Reformat the lines below as a numbered list, omitting any blank lines.

╭─ Entries supplied

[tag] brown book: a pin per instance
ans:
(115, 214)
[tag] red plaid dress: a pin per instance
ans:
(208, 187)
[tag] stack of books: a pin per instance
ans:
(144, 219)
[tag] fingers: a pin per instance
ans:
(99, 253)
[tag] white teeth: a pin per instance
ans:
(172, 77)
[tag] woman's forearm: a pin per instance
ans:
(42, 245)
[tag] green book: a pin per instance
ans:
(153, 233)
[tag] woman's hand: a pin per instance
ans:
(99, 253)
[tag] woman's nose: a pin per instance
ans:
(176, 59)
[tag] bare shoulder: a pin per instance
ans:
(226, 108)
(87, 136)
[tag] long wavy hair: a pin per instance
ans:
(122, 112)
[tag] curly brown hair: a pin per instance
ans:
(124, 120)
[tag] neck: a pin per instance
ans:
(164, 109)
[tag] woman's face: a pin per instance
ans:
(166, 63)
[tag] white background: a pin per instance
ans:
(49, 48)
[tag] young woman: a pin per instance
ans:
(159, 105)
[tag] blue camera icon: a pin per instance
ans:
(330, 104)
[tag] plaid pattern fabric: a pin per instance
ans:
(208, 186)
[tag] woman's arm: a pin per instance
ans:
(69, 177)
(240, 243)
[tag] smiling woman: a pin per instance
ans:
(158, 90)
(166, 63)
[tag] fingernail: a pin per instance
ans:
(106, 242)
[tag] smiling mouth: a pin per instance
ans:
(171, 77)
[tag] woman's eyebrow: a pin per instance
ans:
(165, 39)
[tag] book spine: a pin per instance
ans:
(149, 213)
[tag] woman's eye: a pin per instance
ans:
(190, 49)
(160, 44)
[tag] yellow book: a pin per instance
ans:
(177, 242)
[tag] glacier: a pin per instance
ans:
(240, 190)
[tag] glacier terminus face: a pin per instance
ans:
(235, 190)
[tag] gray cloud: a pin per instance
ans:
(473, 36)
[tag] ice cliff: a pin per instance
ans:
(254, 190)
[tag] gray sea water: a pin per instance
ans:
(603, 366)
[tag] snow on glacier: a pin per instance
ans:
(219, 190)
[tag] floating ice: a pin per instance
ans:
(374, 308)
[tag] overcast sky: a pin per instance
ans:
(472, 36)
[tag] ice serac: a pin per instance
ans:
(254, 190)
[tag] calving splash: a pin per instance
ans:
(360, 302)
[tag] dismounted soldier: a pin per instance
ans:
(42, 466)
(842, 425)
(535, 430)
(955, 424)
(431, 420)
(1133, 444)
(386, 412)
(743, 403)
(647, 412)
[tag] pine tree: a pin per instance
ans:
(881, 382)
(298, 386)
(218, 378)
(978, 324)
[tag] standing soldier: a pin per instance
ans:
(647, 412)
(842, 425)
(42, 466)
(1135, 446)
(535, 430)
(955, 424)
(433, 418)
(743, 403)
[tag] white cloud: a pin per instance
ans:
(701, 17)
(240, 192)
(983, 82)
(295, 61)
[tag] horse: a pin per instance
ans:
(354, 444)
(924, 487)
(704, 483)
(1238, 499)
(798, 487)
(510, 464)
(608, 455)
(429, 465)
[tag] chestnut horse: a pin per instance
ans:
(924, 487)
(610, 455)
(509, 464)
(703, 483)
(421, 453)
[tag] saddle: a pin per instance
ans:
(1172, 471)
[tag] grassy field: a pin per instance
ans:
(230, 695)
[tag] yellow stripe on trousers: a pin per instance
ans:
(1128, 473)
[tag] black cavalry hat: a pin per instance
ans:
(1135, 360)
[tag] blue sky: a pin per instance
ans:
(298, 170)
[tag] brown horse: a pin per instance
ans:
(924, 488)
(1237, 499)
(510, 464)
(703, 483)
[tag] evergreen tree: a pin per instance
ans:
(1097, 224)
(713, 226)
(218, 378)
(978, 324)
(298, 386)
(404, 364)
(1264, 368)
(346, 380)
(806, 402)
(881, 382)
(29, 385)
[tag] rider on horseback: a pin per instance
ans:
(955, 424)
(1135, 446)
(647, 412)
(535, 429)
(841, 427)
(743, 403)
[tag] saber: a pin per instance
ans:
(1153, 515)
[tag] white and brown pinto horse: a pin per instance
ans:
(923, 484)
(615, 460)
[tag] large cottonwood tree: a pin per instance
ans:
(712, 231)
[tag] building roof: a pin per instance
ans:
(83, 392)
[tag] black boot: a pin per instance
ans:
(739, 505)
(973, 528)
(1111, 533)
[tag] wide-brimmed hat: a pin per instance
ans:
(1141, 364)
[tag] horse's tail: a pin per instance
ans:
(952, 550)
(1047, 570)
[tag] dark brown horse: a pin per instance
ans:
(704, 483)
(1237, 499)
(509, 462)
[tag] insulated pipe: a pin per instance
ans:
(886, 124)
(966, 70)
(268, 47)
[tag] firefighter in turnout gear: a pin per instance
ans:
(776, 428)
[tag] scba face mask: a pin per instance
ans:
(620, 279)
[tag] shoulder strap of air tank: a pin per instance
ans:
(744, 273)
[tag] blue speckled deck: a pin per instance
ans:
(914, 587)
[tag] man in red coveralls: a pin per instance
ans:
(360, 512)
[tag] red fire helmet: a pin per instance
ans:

╰─

Task solution:
1. [tag] brown book: a pin per instance
2. ans:
3. (115, 214)
4. [tag] red plaid dress: a pin per instance
5. ans:
6. (208, 187)
7. [tag] stack of books: a pin per instance
8. ans:
9. (144, 219)
10. [tag] fingers: a pin per instance
11. ans:
12. (99, 253)
13. [tag] white teeth: a pin per instance
14. ans:
15. (172, 77)
16. [tag] woman's forearm: a pin per instance
17. ans:
18. (42, 245)
19. [tag] green book: a pin per instance
20. ans:
21. (153, 233)
22. [tag] woman's hand: a pin per instance
23. ans:
24. (99, 253)
25. [tag] woman's nose: a pin per instance
26. ans:
27. (176, 59)
28. [tag] bare shoulder: a pin per instance
29. ans:
30. (226, 108)
31. (87, 136)
32. [tag] long wavy hair: a pin per instance
33. ans:
34. (122, 112)
35. [tag] curly brown hair: a pin per instance
36. ans:
37. (124, 120)
38. [tag] neck: a pin per instance
39. ans:
40. (164, 109)
41. [tag] woman's face: a pin per instance
42. ans:
43. (166, 63)
44. [tag] white background: a pin per instance
45. ans:
46. (49, 48)
47. [tag] young woman: a pin per instance
48. ans:
49. (159, 105)
50. [tag] blue camera icon: a pin per instance
51. ans:
52. (330, 104)
53. [tag] plaid pattern fabric: a pin per instance
54. ans:
55. (208, 186)
56. [tag] woman's arm: a pin per instance
57. ans:
58. (69, 177)
59. (240, 243)
60. [tag] smiling woman: a pin per instance
61. ans:
62. (158, 90)
63. (166, 63)
64. [tag] fingernail: a pin per instance
65. ans:
66. (106, 242)
67. [tag] smiling mouth: a pin per instance
68. ans:
69. (171, 77)
70. [tag] woman's eyebrow: a pin per instance
71. ans:
72. (165, 39)
73. [tag] book spine: a pin per instance
74. ans:
75. (149, 213)
76. [tag] woman's eye: a pin per instance
77. ans:
78. (190, 49)
79. (160, 44)
80. [tag] yellow book: a pin per instance
81. ans:
82. (177, 242)
83. [tag] glacier: a pin per instance
84. ans:
85. (240, 190)
86. [tag] glacier terminus face: a pin per instance
87. ans:
88. (235, 190)
89. [tag] gray cloud: a pin per instance
90. ans:
91. (473, 36)
92. [tag] ice cliff: a pin per instance
93. ans:
94. (254, 190)
95. [tag] gray sea water: a pin per instance
96. ans:
97. (603, 366)
98. [tag] snow on glacier: a pin per instance
99. ans:
100. (219, 190)
101. [tag] floating ice: a pin per instance
102. ans:
103. (374, 308)
104. [tag] overcast sky: a pin per instance
105. ans:
106. (472, 36)
107. [tag] ice serac: a pin per instance
108. ans:
109. (254, 190)
110. [tag] calving splash: a pin per instance
111. ans:
112. (360, 302)
113. [tag] dismounted soldier: a pin per instance
114. ans:
115. (42, 466)
116. (842, 425)
117. (535, 430)
118. (955, 424)
119. (431, 420)
120. (1133, 444)
121. (386, 412)
122. (743, 403)
123. (647, 412)
124. [tag] pine tree: a pin per instance
125. ans:
126. (881, 382)
127. (298, 386)
128. (218, 378)
129. (978, 324)
130. [tag] standing soldier: a pin per instance
131. ans:
132. (647, 412)
133. (842, 425)
134. (42, 466)
135. (1135, 446)
136. (535, 430)
137. (955, 424)
138. (433, 418)
139. (743, 403)
140. [tag] white cloud: a pin per instance
141. ans:
142. (701, 17)
143. (240, 192)
144. (983, 82)
145. (295, 61)
146. [tag] horse: a pin per instance
147. ans:
148. (354, 444)
149. (924, 487)
150. (704, 483)
151. (1238, 499)
152. (798, 487)
153. (510, 464)
154. (608, 455)
155. (429, 465)
156. [tag] chestnut horse: a pin per instance
157. ans:
158. (924, 487)
159. (610, 455)
160. (509, 464)
161. (703, 483)
162. (421, 453)
163. [tag] saddle: a pin per instance
164. ans:
165. (1172, 471)
166. [tag] grassy field: a pin per instance
167. ans:
168. (230, 695)
169. [tag] yellow stripe on trousers: a pin per instance
170. ans:
171. (1128, 473)
172. [tag] black cavalry hat: a pin per instance
173. ans:
174. (1135, 360)
175. [tag] blue sky: a pin per instance
176. ans:
177. (298, 170)
178. [tag] brown horse: a pin per instance
179. ans:
180. (924, 488)
181. (1237, 499)
182. (510, 464)
183. (703, 483)
184. [tag] evergreen tree: a pin per instance
185. ans:
186. (1097, 224)
187. (713, 226)
188. (218, 378)
189. (978, 324)
190. (298, 386)
191. (404, 364)
192. (1264, 368)
193. (346, 380)
194. (806, 402)
195. (881, 382)
196. (29, 385)
197. [tag] rider on horseback: a pin per instance
198. ans:
199. (955, 424)
200. (1135, 446)
201. (647, 412)
202. (535, 429)
203. (841, 427)
204. (743, 403)
205. [tag] saber: a pin per instance
206. ans:
207. (1153, 515)
208. [tag] white and brown pinto horse: a pin per instance
209. ans:
210. (923, 484)
211. (615, 460)
212. [tag] large cottonwood tree: a pin per instance
213. ans:
214. (712, 231)
215. [tag] building roof: a pin per instance
216. ans:
217. (83, 392)
218. [tag] black boot: a pin per instance
219. ans:
220. (739, 505)
221. (973, 528)
222. (1111, 533)
223. [tag] wide-brimmed hat: a pin per instance
224. ans:
225. (1141, 364)
226. [tag] horse's tail: a pin per instance
227. ans:
228. (952, 550)
229. (1047, 570)
230. [tag] dark brown horse: a pin per instance
231. ans:
232. (704, 483)
233. (1237, 499)
234. (509, 462)
235. [tag] insulated pipe: a pin per instance
236. ans:
237. (886, 124)
238. (966, 70)
239. (268, 47)
240. [tag] firefighter in turnout gear: a pin per instance
241. ans:
242. (776, 428)
243. [tag] scba face mask: a pin per instance
244. ans:
245. (620, 279)
246. [tag] shoulder strap of air tank: a pin per instance
247. ans:
248. (744, 273)
249. [tag] blue speckled deck: a pin per instance
250. ans:
251. (914, 587)
252. [tag] man in red coveralls: a pin per instance
253. ans:
254. (360, 512)
255. [tag] red fire helmet: a pin per instance
256. ans:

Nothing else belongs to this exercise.